▶ _Input for this task_:
** START **

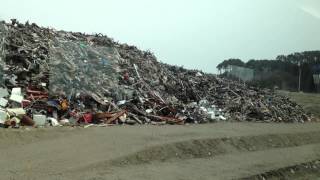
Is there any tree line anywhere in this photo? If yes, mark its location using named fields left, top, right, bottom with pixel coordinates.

** END **
** START **

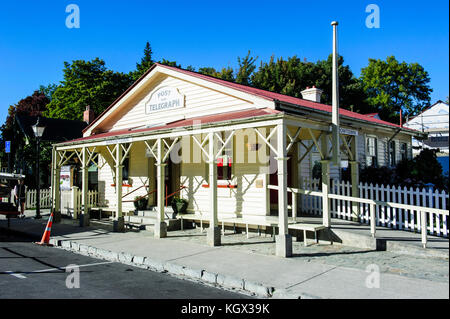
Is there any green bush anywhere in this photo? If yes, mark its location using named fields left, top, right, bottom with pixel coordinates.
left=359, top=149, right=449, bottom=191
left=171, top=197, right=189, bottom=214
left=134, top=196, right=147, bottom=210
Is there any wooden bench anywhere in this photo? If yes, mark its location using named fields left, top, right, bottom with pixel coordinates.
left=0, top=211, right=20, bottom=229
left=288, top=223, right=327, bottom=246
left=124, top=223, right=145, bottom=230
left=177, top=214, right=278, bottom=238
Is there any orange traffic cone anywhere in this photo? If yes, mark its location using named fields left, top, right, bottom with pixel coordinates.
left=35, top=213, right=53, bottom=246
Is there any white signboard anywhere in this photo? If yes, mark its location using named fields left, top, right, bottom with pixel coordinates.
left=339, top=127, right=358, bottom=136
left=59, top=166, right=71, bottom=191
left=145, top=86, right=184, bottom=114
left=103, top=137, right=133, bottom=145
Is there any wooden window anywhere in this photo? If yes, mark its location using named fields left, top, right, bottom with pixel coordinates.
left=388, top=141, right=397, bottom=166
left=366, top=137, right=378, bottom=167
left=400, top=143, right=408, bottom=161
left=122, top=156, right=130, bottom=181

** END **

Find every line in the items above that contains the word "wooden" and copy each one. Case counts.

Is there any wooden bench anywhere in this photo? If yes, mark its location using named fields left, top, right, bottom with pixel coordinates.
Is there any wooden window anywhere in this photo? If yes, mark its location using named fields left, top, right, bottom with pixel coordinates.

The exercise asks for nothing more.